Text shown
------------------------------------

Tuesday, April 17, 2007

To: Corporation for Public Broadcasting
Re: Richard Perle on "America at a Crossroads"

The early episodes, by Frontline, were excellent. But now you have a clearly deluded maniac, Richard Perle, serving up the most contradictory, self-aggrandizing rubbish, and it is by no means journalism, but rather is an advertorial for the ranting menace of savage evil.
My objection isn't only to Perle's politics, which are in any case so incoherent as to be unworthy of categorization as politics, rather than mere opinion. What really is grotesque about his contributions is that, first, you paid him to compile them; second, you inflict them on Americans trying to sort through incredibly complex and baffling events; and third, they are underpinned, laced, and riddled with sheer insane ramblings about why he has been right to advocate, influentially, a whole string of miserably failed American incursions into unwinnable foreign wars: He is right, he says, because he grew up somewhere or other, is really a Democrat, loved JFK, and is as a result passionately in favor of defending oppressed peoples, everywhere. He so lacks introspection that he cannot see how highly selective he is in which incursions he backs, and favors, and with what duplicitous "evidence" of need. So, not only does he remain utterly silent and in stunning denial about the disasters that have accompanied every single campaign, but he also has no sense of hypocrisy in his ignoring the cruel despotisms that we have at best ignored and in many cases supported in Central America, East Timor, and countless other places – the dozens of interventions that the US has shunned or lied about staying out of, always in favor of its "interests."
The man is so deluded that it's simply outrageous that you give him unchecked air time. In one way, fortunately, his addled, self-congratulatory, self-absolving contributions serve the ends of helpful presentation of complex issues: He is so far gone in his self-delusion and hubris that he interviews a series of people who demonstrate clearly why he is abjectly wrong about everything -- there are mothers of dead American soldiers who shame him with their empathy for the dead on all sides; there are observers with a knowledge of the interests of other madmen, like the devils of Al-Qaida. The latter tell Perle, quite plainly (sounding the same notes that many other informed observers did in earlier episodes) that the actions of Rumsfeld and his co-conspirators have been as if sent by Allah to the depraved likes of Usama bin Laden.
And yet, Perle gleefully grabs onto every demonstration of his nonsensical, fanciful, international-relations-101 thinking. Why? Because he believes that it only reinforces his all-seeing wisdom on all matters of US foreign policy.
His diatribe tonight was a classic evocation of pathologized belief, at work. I trust CPB is deeply ashamed to have aired it.

------------------------------------

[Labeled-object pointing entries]
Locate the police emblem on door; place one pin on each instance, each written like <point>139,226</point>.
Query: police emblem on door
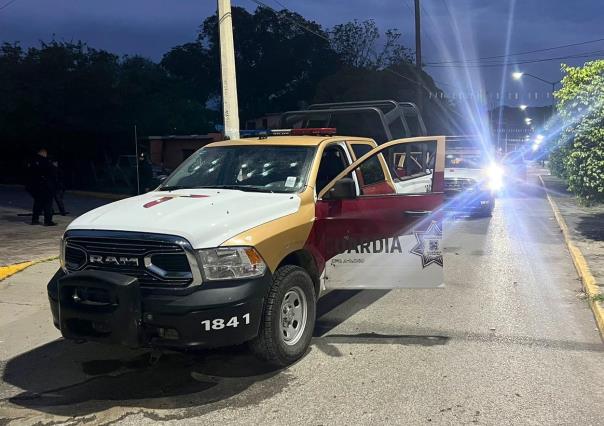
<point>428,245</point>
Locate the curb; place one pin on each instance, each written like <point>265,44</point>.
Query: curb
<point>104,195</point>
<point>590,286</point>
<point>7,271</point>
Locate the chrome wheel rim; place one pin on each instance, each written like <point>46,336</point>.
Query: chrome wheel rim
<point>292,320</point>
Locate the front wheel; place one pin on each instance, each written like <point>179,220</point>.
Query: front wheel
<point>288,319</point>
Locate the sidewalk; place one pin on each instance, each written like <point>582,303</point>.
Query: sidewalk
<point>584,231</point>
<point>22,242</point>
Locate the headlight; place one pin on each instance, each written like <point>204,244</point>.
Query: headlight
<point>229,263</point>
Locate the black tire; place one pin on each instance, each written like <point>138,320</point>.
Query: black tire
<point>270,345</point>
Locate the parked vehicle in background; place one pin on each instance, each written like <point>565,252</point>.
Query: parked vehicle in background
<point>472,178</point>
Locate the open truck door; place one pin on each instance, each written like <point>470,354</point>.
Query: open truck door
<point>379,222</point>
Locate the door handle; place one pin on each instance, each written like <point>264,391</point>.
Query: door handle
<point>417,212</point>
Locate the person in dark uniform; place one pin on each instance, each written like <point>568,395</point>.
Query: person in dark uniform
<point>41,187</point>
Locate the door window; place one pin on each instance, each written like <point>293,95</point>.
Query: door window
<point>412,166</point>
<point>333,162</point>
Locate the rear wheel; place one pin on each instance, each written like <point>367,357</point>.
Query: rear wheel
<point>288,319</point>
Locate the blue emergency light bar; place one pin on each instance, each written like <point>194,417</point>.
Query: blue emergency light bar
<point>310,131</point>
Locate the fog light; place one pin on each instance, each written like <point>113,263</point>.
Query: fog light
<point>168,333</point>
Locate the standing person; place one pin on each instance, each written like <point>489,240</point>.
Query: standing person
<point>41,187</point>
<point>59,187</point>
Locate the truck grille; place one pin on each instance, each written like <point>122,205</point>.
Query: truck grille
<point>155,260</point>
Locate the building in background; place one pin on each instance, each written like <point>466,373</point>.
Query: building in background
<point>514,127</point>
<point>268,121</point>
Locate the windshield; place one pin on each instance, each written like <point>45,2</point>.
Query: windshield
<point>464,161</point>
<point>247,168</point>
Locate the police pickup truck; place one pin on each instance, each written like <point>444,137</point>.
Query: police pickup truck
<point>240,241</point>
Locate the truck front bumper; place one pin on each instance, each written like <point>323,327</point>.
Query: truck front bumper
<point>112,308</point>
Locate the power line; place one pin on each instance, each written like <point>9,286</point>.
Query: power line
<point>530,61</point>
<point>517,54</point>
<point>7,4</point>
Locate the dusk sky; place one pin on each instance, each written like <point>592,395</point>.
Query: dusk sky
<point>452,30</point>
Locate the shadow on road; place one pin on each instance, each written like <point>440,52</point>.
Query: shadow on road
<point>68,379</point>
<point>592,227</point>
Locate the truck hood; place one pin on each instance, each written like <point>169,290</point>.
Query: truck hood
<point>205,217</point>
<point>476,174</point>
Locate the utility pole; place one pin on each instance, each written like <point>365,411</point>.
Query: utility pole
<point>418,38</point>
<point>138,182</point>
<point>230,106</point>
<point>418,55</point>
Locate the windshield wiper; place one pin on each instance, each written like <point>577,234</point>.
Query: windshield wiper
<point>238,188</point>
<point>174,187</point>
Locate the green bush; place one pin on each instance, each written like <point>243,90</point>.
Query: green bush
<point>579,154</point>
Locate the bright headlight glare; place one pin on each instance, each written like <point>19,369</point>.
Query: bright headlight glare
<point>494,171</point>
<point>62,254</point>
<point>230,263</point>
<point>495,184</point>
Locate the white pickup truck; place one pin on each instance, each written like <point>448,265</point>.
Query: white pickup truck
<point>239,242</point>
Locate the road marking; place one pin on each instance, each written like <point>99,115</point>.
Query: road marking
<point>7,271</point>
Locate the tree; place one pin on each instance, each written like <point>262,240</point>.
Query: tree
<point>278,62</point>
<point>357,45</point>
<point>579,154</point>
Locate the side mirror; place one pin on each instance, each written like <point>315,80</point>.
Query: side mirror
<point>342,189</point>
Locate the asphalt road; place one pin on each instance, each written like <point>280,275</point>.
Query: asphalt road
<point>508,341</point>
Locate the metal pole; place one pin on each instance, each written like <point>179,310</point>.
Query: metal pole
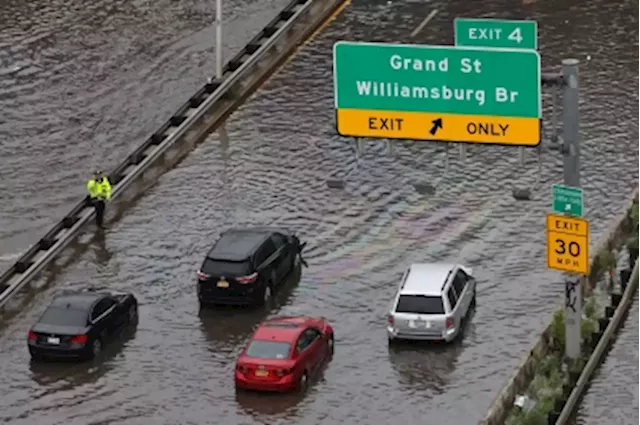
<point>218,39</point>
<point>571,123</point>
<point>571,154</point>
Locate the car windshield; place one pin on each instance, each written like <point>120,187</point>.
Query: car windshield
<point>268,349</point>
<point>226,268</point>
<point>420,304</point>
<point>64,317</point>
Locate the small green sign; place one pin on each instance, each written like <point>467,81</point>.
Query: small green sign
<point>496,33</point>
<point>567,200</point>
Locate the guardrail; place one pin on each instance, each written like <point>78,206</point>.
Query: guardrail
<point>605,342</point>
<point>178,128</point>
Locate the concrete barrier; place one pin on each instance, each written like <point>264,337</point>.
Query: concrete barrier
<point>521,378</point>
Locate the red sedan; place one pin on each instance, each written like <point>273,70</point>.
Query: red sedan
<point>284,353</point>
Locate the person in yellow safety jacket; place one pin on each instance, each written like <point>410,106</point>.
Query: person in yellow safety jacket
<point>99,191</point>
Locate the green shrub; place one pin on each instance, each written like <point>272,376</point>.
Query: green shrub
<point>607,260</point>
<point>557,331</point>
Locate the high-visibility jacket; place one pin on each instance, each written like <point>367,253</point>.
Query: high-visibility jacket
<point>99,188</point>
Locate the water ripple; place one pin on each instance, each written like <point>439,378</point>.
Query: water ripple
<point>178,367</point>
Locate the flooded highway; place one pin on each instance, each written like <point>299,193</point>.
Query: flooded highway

------------------------------------

Task to carry out
In the letter, who made the early episodes of "America at a Crossroads"?

Answer in full
Frontline